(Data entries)

============================================================

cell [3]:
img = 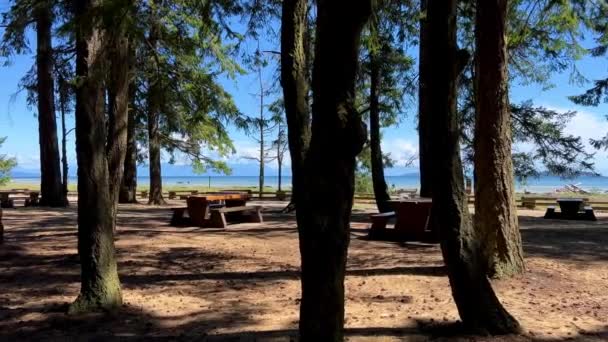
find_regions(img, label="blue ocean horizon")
[12,174,608,193]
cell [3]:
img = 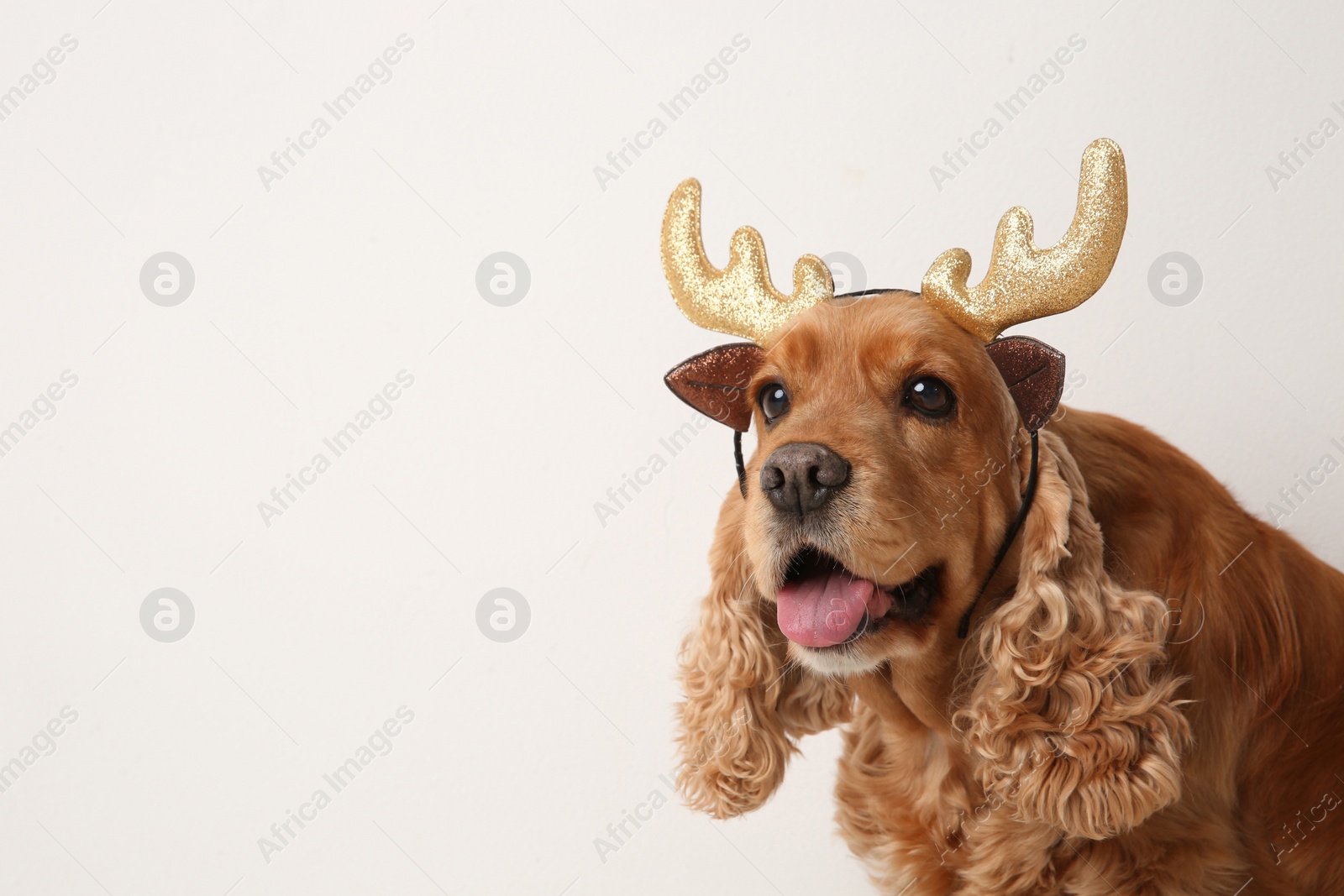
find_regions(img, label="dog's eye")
[758,383,791,423]
[906,376,953,417]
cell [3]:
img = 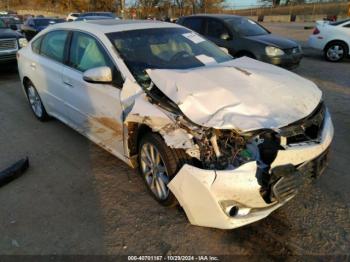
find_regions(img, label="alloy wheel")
[27,86,43,118]
[327,45,344,61]
[140,143,169,200]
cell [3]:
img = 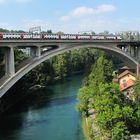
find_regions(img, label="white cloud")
[0,0,32,4]
[15,0,32,3]
[60,4,116,21]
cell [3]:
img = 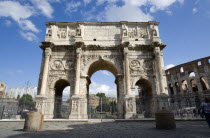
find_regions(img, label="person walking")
[198,98,210,128]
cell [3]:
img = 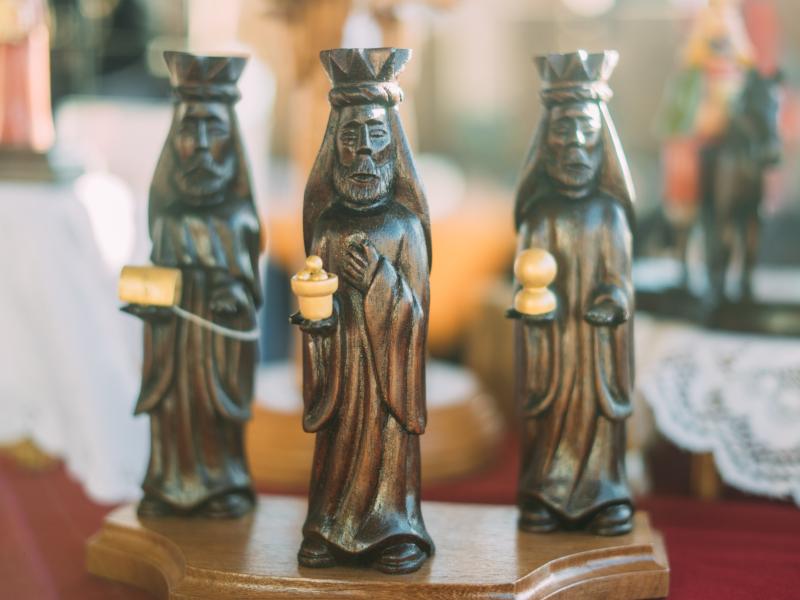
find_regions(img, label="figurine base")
[87,496,669,600]
[0,148,80,183]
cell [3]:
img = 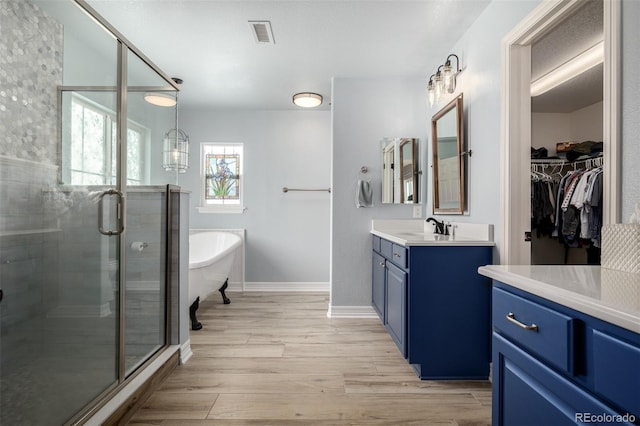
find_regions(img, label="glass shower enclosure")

============================================================

--- Problem ---
Reproduce every line of the data above verbatim, leaving out the pictures.

--- Complete response ---
cell [3]:
img = 
find_regions(img, label="blue ocean horizon")
[12,174,608,193]
cell [3]:
img = 
find_regions(img, label="dog's eye")
[758,383,791,423]
[906,376,953,417]
cell [3]:
img = 
find_regions(img, label="alloy wheel")
[27,86,43,118]
[327,45,344,61]
[140,143,169,200]
cell [3]:
img = 
find_regions(img, label="white cloud")
[0,0,32,4]
[15,0,32,3]
[60,4,116,21]
cell [3]:
img = 
find_regions(img, label="person walking")
[198,98,210,128]
cell [3]:
img = 
find_regions(img, label="figurine base")
[87,496,669,600]
[0,148,80,183]
cell [3]:
img = 
find_regions(img, label="glass shower enclosure")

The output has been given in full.